Data extracted from a collection
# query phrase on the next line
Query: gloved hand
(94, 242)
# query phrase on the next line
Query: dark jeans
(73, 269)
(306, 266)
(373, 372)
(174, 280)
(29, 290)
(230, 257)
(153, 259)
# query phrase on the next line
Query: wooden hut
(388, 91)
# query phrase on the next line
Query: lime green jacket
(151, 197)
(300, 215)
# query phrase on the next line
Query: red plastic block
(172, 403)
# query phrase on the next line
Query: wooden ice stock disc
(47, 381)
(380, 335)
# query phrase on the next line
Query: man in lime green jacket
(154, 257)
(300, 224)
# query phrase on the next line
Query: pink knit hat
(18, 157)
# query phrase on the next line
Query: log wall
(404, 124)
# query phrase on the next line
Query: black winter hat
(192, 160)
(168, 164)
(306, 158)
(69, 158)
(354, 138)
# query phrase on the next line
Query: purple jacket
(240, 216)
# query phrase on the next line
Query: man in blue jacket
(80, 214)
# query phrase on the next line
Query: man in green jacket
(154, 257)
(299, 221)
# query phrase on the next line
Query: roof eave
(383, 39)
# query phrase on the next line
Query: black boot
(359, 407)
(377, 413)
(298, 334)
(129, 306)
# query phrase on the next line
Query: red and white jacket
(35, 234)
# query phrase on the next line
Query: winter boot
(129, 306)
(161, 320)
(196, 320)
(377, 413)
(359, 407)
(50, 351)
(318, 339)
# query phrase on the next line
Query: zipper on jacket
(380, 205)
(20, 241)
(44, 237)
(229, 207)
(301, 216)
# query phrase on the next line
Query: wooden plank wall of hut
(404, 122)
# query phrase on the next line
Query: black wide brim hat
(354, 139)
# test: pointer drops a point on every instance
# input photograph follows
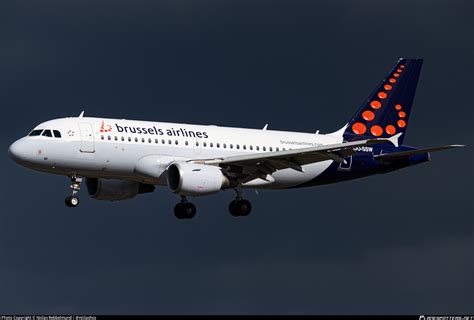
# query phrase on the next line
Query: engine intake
(189, 179)
(111, 189)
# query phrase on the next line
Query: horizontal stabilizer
(403, 154)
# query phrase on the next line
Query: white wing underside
(258, 165)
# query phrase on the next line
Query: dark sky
(396, 243)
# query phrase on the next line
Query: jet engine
(111, 189)
(189, 179)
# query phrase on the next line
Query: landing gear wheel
(234, 208)
(245, 207)
(240, 208)
(71, 201)
(185, 210)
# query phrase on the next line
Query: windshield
(35, 133)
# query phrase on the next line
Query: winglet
(394, 139)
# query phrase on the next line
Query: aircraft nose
(18, 151)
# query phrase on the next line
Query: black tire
(245, 207)
(189, 210)
(179, 210)
(234, 208)
(71, 201)
(67, 201)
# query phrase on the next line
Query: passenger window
(47, 133)
(35, 133)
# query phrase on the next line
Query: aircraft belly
(288, 177)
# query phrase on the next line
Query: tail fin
(386, 111)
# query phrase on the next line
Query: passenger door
(87, 138)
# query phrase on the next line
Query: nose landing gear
(73, 201)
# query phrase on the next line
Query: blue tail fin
(387, 109)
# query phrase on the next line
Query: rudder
(387, 109)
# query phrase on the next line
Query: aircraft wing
(408, 153)
(259, 165)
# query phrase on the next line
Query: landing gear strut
(184, 209)
(240, 206)
(73, 201)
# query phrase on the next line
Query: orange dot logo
(359, 128)
(368, 115)
(375, 104)
(376, 130)
(390, 130)
(105, 128)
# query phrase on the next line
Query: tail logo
(105, 128)
(368, 115)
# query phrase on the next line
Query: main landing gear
(73, 201)
(239, 206)
(184, 209)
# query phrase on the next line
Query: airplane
(122, 158)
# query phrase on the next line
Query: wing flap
(404, 154)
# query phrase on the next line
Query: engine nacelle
(189, 179)
(111, 189)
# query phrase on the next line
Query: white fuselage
(113, 148)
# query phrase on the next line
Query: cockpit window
(35, 133)
(47, 133)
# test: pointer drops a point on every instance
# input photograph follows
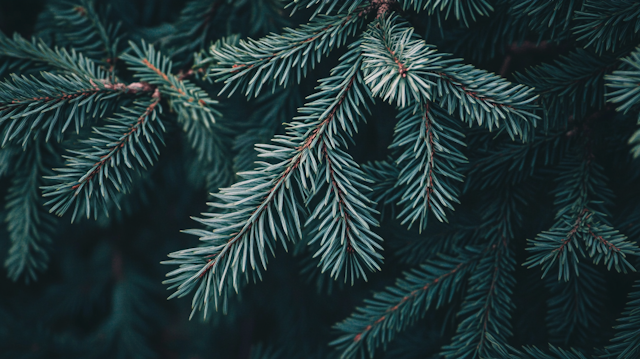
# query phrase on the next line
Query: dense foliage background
(101, 293)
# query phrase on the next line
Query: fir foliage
(470, 163)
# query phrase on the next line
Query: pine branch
(394, 309)
(266, 119)
(28, 223)
(462, 9)
(274, 59)
(607, 24)
(428, 139)
(79, 25)
(70, 62)
(344, 214)
(503, 351)
(384, 175)
(487, 306)
(86, 183)
(30, 106)
(574, 307)
(516, 161)
(196, 111)
(247, 223)
(414, 249)
(400, 66)
(320, 5)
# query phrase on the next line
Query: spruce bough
(494, 186)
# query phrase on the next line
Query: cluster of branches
(465, 139)
(307, 186)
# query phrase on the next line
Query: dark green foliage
(28, 223)
(430, 166)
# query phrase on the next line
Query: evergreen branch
(394, 309)
(344, 214)
(462, 9)
(195, 109)
(427, 137)
(187, 99)
(7, 155)
(607, 24)
(267, 117)
(28, 106)
(85, 30)
(330, 5)
(487, 306)
(573, 235)
(574, 307)
(504, 351)
(86, 183)
(252, 63)
(28, 224)
(517, 161)
(570, 86)
(384, 175)
(626, 342)
(399, 65)
(58, 58)
(414, 248)
(248, 206)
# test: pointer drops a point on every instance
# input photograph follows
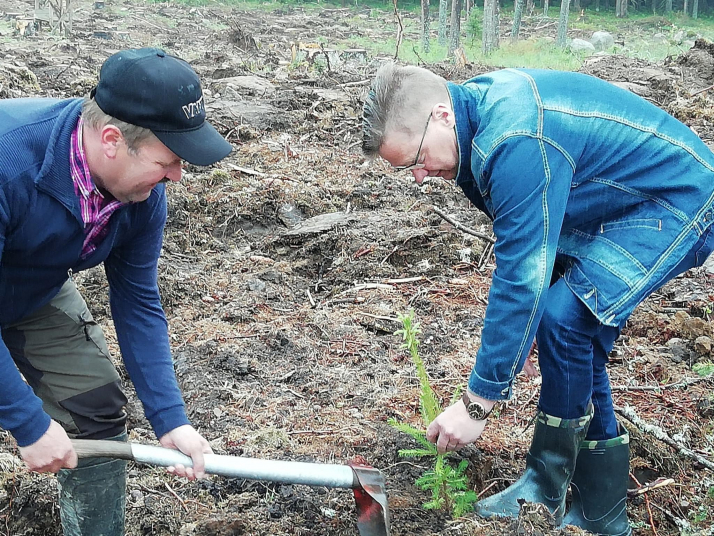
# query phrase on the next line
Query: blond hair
(133, 135)
(400, 99)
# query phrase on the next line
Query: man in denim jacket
(597, 199)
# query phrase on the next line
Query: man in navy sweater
(81, 183)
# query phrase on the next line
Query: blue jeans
(573, 349)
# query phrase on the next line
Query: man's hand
(454, 428)
(52, 452)
(186, 439)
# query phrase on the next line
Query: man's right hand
(52, 452)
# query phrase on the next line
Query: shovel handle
(90, 448)
(288, 472)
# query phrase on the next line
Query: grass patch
(646, 36)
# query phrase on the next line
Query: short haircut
(94, 117)
(400, 99)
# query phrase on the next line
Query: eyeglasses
(416, 164)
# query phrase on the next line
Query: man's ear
(111, 139)
(443, 113)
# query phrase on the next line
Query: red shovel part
(371, 500)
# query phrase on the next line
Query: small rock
(580, 45)
(256, 285)
(703, 345)
(261, 259)
(602, 40)
(679, 350)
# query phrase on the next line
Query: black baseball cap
(152, 89)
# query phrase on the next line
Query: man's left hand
(454, 428)
(186, 439)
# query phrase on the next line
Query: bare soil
(282, 323)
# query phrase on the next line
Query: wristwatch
(476, 410)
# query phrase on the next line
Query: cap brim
(201, 147)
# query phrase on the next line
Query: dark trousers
(63, 355)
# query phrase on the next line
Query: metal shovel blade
(367, 483)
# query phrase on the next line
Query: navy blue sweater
(41, 236)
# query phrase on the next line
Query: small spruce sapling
(448, 485)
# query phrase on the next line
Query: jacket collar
(54, 177)
(464, 101)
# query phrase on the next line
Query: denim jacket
(575, 171)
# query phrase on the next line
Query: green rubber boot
(600, 487)
(549, 467)
(93, 497)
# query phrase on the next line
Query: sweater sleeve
(142, 330)
(528, 185)
(21, 410)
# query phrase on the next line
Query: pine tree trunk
(425, 23)
(563, 24)
(443, 7)
(517, 14)
(497, 21)
(455, 30)
(490, 37)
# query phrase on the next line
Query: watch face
(476, 411)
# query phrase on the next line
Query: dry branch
(400, 30)
(462, 227)
(629, 413)
(675, 385)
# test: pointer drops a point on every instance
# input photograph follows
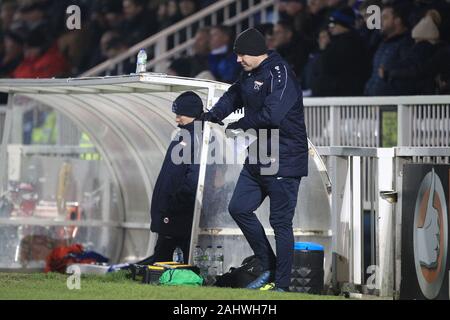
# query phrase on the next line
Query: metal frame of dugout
(130, 124)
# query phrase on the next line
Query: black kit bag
(240, 277)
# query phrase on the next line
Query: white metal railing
(178, 39)
(358, 121)
(2, 120)
(348, 228)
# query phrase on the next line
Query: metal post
(399, 163)
(338, 174)
(201, 179)
(335, 121)
(357, 226)
(404, 125)
(386, 246)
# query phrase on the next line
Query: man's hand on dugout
(208, 116)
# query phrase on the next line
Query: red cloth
(58, 260)
(51, 64)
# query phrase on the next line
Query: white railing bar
(376, 101)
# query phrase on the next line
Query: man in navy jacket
(173, 197)
(272, 99)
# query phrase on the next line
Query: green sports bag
(180, 277)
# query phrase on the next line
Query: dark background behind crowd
(326, 42)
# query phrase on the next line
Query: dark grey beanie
(250, 42)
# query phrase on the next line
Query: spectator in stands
(410, 73)
(180, 67)
(312, 69)
(42, 58)
(139, 23)
(167, 14)
(333, 5)
(266, 30)
(33, 13)
(13, 52)
(319, 16)
(222, 61)
(392, 51)
(187, 7)
(371, 37)
(7, 10)
(295, 12)
(343, 65)
(113, 13)
(114, 46)
(294, 49)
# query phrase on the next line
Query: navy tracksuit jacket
(173, 198)
(272, 99)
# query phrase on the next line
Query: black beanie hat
(250, 42)
(188, 104)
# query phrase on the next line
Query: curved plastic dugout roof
(128, 118)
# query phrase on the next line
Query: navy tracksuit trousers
(251, 190)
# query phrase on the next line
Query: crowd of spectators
(408, 55)
(36, 43)
(327, 42)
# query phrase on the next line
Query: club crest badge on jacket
(257, 85)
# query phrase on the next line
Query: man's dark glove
(233, 126)
(208, 116)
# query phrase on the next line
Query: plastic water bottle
(208, 260)
(218, 259)
(198, 257)
(178, 255)
(141, 63)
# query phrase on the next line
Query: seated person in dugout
(173, 199)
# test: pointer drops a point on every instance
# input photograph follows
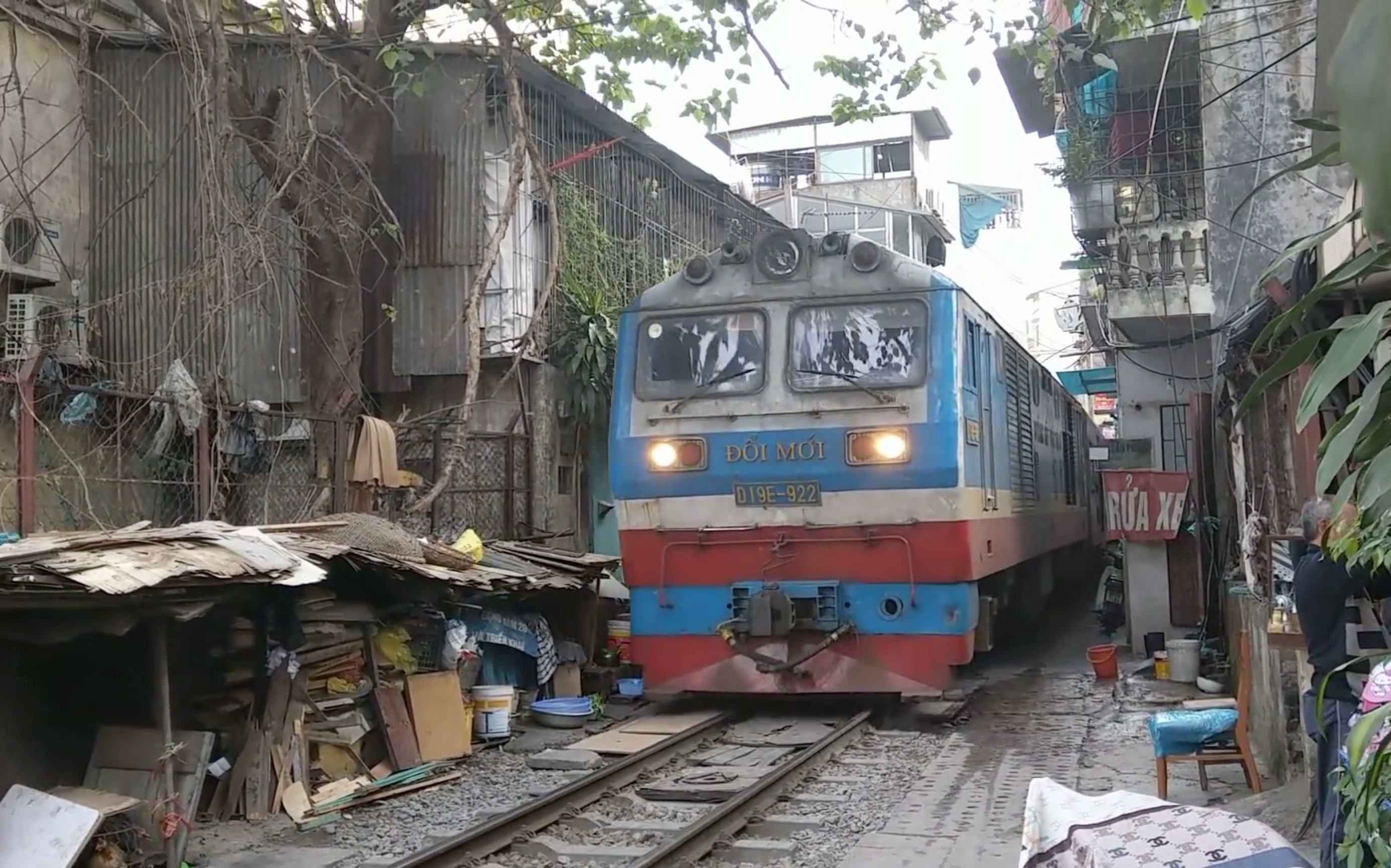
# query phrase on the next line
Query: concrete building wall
(1144, 394)
(44, 159)
(1248, 119)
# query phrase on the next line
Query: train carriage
(832, 471)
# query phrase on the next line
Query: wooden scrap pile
(334, 731)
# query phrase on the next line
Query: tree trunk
(332, 346)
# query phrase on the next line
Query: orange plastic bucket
(1104, 661)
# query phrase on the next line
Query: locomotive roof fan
(698, 270)
(778, 254)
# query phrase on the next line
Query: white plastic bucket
(1183, 660)
(493, 711)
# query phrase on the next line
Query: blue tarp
(977, 214)
(1184, 732)
(1089, 380)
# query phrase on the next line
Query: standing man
(1340, 624)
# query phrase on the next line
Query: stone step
(602, 824)
(754, 852)
(554, 849)
(782, 825)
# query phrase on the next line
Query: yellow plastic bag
(469, 546)
(392, 644)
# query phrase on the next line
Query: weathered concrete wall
(1142, 393)
(1245, 123)
(1273, 690)
(44, 148)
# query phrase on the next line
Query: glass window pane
(841, 220)
(902, 234)
(845, 165)
(879, 344)
(872, 220)
(892, 158)
(718, 354)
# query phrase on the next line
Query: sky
(988, 145)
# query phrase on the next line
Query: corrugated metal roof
(212, 554)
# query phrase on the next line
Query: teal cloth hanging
(975, 214)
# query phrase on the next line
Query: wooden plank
(104, 803)
(44, 831)
(130, 760)
(395, 724)
(296, 802)
(133, 749)
(443, 724)
(615, 742)
(370, 796)
(668, 725)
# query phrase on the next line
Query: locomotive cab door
(986, 351)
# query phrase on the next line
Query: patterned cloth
(1066, 829)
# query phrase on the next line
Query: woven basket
(446, 557)
(372, 533)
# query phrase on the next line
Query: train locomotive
(834, 472)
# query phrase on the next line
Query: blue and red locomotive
(832, 471)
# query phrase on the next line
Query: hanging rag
(374, 455)
(181, 405)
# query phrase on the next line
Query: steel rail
(529, 818)
(722, 824)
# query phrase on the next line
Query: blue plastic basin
(569, 707)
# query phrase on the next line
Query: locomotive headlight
(877, 447)
(662, 455)
(890, 446)
(680, 454)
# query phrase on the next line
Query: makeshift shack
(170, 677)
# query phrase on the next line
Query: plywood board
(124, 762)
(42, 831)
(668, 725)
(105, 803)
(615, 742)
(395, 724)
(443, 724)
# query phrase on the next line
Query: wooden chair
(1227, 749)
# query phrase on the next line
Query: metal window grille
(1173, 436)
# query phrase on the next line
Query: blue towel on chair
(1184, 732)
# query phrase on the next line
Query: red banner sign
(1144, 504)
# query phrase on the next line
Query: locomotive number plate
(776, 494)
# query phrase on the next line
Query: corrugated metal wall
(162, 288)
(158, 294)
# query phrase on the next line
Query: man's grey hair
(1314, 514)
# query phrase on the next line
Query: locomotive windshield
(721, 354)
(878, 344)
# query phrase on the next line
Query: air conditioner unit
(38, 320)
(30, 247)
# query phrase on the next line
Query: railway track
(539, 827)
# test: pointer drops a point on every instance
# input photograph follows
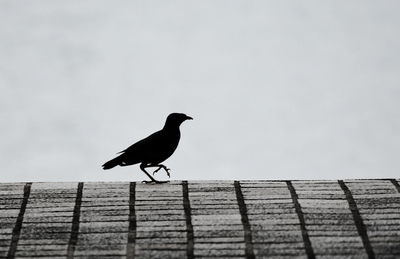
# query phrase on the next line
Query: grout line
(361, 228)
(245, 221)
(188, 215)
(130, 247)
(396, 184)
(306, 238)
(75, 222)
(18, 224)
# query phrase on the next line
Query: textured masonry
(201, 219)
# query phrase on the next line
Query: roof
(302, 219)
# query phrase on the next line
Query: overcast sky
(277, 89)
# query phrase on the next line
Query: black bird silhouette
(153, 150)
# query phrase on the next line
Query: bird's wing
(146, 144)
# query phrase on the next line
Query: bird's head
(176, 119)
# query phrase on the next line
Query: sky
(277, 89)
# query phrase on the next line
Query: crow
(153, 150)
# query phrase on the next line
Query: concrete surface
(201, 219)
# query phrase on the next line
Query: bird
(154, 149)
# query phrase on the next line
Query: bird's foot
(165, 168)
(155, 182)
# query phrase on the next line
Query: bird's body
(154, 149)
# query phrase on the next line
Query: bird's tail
(112, 163)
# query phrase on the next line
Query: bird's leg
(142, 167)
(163, 167)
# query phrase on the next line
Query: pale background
(277, 89)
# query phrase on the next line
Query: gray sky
(277, 89)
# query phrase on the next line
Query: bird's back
(154, 149)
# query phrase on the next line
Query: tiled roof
(262, 219)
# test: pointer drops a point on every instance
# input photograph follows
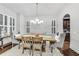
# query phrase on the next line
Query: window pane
(6, 29)
(13, 22)
(10, 21)
(10, 30)
(1, 19)
(5, 20)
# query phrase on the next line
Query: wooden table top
(45, 37)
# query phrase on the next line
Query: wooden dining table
(46, 38)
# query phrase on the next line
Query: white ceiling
(29, 9)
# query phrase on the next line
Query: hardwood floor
(67, 51)
(6, 47)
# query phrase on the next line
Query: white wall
(5, 11)
(41, 28)
(22, 24)
(73, 10)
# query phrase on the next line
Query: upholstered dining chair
(59, 41)
(26, 43)
(18, 37)
(37, 44)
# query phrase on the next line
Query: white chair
(59, 41)
(18, 38)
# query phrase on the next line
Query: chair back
(37, 39)
(26, 39)
(62, 38)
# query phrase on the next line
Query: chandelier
(37, 20)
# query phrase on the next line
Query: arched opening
(66, 29)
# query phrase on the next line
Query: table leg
(2, 44)
(19, 45)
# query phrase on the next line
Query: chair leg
(30, 51)
(23, 51)
(51, 49)
(19, 45)
(40, 52)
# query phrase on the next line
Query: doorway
(66, 29)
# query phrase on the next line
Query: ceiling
(29, 9)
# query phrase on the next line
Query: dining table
(46, 38)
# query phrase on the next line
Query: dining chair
(26, 43)
(18, 37)
(59, 41)
(37, 44)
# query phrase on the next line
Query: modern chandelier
(37, 20)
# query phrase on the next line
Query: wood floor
(67, 51)
(6, 47)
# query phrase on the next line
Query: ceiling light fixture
(37, 20)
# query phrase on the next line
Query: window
(10, 21)
(53, 27)
(5, 20)
(13, 22)
(1, 19)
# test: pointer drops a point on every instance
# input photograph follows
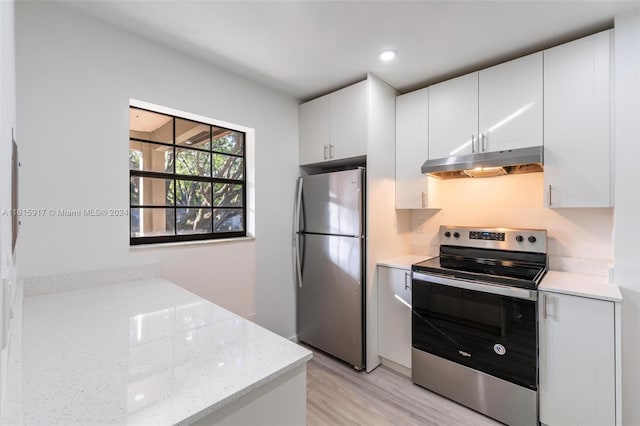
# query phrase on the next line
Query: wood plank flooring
(339, 395)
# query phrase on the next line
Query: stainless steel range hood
(486, 164)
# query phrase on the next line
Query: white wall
(578, 239)
(7, 123)
(626, 252)
(75, 78)
(387, 230)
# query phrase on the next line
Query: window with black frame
(186, 179)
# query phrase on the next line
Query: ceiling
(308, 48)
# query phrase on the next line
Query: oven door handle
(519, 293)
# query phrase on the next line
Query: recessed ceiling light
(388, 55)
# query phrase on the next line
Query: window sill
(192, 243)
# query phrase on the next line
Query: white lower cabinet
(577, 361)
(394, 315)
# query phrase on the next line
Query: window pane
(193, 163)
(150, 157)
(194, 221)
(228, 167)
(150, 191)
(152, 222)
(150, 126)
(228, 141)
(193, 134)
(227, 195)
(227, 220)
(193, 193)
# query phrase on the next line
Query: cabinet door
(313, 119)
(576, 123)
(394, 316)
(412, 149)
(510, 104)
(577, 362)
(453, 116)
(348, 129)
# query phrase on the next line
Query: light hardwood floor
(339, 395)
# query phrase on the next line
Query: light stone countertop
(583, 285)
(403, 262)
(141, 352)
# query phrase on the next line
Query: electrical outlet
(610, 275)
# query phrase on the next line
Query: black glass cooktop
(501, 267)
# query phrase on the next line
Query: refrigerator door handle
(296, 237)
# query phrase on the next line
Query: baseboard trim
(400, 369)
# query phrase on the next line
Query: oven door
(489, 328)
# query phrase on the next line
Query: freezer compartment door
(332, 203)
(330, 301)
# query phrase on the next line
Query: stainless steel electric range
(474, 328)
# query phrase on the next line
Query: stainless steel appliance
(474, 328)
(329, 262)
(485, 164)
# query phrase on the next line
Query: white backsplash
(56, 283)
(578, 240)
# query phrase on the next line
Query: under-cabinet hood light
(486, 164)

[Task item] Print every line from the one that contains "Query: baseboard trim" to the end of the records, exactly as written, and nothing more.

[Your response]
Query: baseboard trim
(400, 369)
# query phrase on the next line
Query: oven door
(489, 328)
# query phrase on the next line
Query: freezer compartment door
(332, 203)
(330, 301)
# query phrase on the next line
Query: stainless steel electric range
(474, 328)
# query phrase on the next line
Query: stainless steel appliance
(474, 328)
(329, 262)
(485, 164)
# query phrase on the next line
Query: white backsplash
(56, 283)
(578, 240)
# query phrase on the next line
Query: under-cabinet hood light
(486, 164)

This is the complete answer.